Matthew 3:2. 1Now in those days John the Baptist came*, preaching in the wilderness of Judea, saying, 2“Repent, for the kingdom of heaven is at hand.”
John was commanding the people of Israel continually to be changing their minds in view of the fact that the kingdom of the heavens had drawn near to them in a spatial sense. Presumably, if the kingdom of the heavens was near his Judean listeners, the King of the kingdom was also near. Matthew (Matt. 3:3) identified John as the one Isaiah the prophet referred to in Isaiah 40:3, “The voice of one crying in the wilderness, ‘Make ready the way of the LORD, make His paths straight.’” Whether or not John’s listeners made this connection is uncertain, but certainly Matthew did. In any event, many people in Judea were deeply moved by John’s message, and they were being baptized by him in the Jordan River, openly confessing their sins (Matt. 3:6).
Changing their minds (metanoeo) in preparation for the kingdom that had approached them from the heavens included first, anticipation of the King, second, spiritual cleansing to qualify for participation in His kingdom. It is worth noting that John perceived that many of the Pharisees and Sadducees coming to his baptism were insincere. He called them a “brood of vipers,” and wondered who had secretly warned them to flee from the coming wrath! He commanded them to bear fruit worthy of a change of mind (metanoia, 3341). [As it turned out, most of these Pharisees and Sadducees were unregenerate, as their subsequent rejection and crucifixion of Jesus demonstrated.] He warned them not to reply upon the fact that they were physical descendants of Abraham, for judgment was already approaching! (Matt. 3:7-10). Moreover, he warned of One mightier than he who was coming. The mightier One would baptize with superior baptisms, that of the Holy Spirit and of fire. His Spirit-baptism would place respondents (wheat) in God’s granary of salvation, but His fire-baptism would burn rejecters (chaff) with unquenchable fire, a tacit reference to gehenna (hell) (Matt. 3:11-12)!
Matthew 4:17. 17From that time Jesus began to preach and say, “Repent, for the kingdom of heaven is at hand.”
---*---
» Request 1:
Write out the part of the commentary on John the Baptist's preaching that opens with the words containing "John was commanding" and closes with "sins (Matt. 3:6).".
» Request 2:
Continue the commentary on John the Baptist's preaching after its last sentence.

» Stored data:
---*---
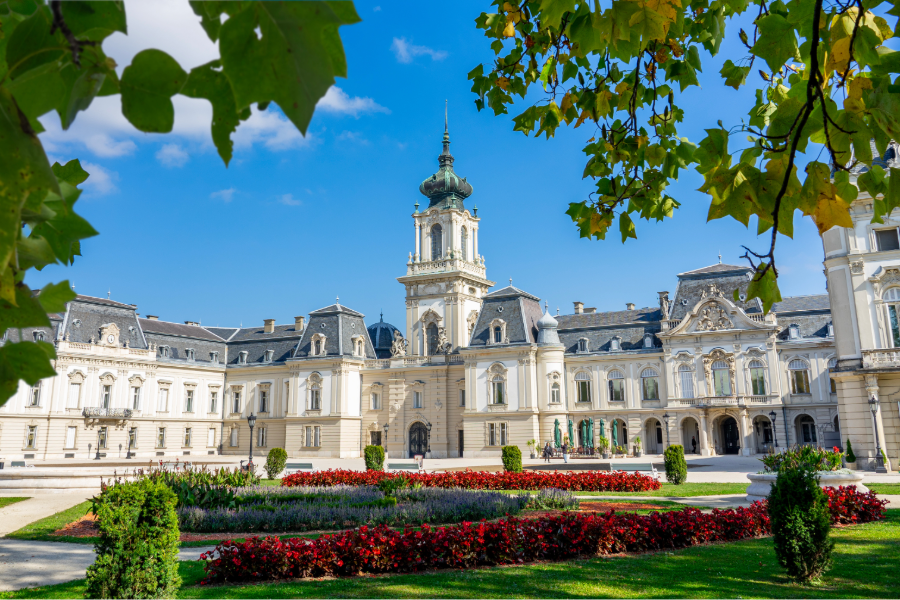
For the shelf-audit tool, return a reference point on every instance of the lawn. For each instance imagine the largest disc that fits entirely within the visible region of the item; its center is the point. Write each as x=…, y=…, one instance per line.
x=865, y=562
x=8, y=501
---*---
» Answer 1:
John was commanding the people of Israel continually to be changing their minds in view of the fact that the kingdom of the heavens had drawn near to them in a spatial sense. Presumably, if the kingdom of the heavens was near his Judean listeners, the King of the kingdom was also near. Matthew (Matt. 3:3) identified John as the one Isaiah the prophet referred to in Isaiah 40:3, “The voice of one crying in the wilderness, ‘Make ready the way of the LORD, make His paths straight.’” Whether or not John’s listeners made this connection is uncertain, but certainly Matthew did. In any event, many people in Judea were deeply moved by John’s message, and they were being baptized by him in the Jordan River, openly confessing their sins (Matt. 3:6).

» Answer 2:
It should be observed that, since giving an account of John’s baptism and preaching at the Jordan, Matthew recorded four other note-worthy events: (1) Jesus had also come to be baptized by John in order “to fulfill all righteousness.” At the same time, God had anointed Him with His Spirit, thus denoting Jesus not only as His Beloved Son, but as His Messianic, Davidic King (Matt. 3:13-17). (2) Jesus successfully passed His Spirit-induced temptation by Satan during a forty-day fast in the wilderness (Matt. 4:1-11). (3) John had been arrested and was removed from his preaching ministry (Matt. 4:12). (4) Jesus left Judea and moved to Galilee (Matt. 4:12-16), settling in Capernaum, by the sea, in the region of Zebulun and Naphtali. This, Matthew recorded, was deliberate, and fulfilled the prophecy of Isaiah 9:1-2, in which the prophet had predicted a glorious future for the land of Zebulun and Naphtali, near the sea, Galilee of the Gentiles. Isaiah, interpreted by Matthew, had accurately predicted the region of Messiah’s ministry (Matt. 4:12-15) and the impact of Messiah’s ministry – glory (Isa. 9:1) and the dawning of great light for those sitting in darkness and the shadow of death (Isa. 9:2; Matt. 4:16). It was from that point and with that background that Jesus began to announce and to command, “Have a change of mind, because the kingdom of the heavens has drawn near (to you in the Person and Presence of the King!) (Matt. 4:17).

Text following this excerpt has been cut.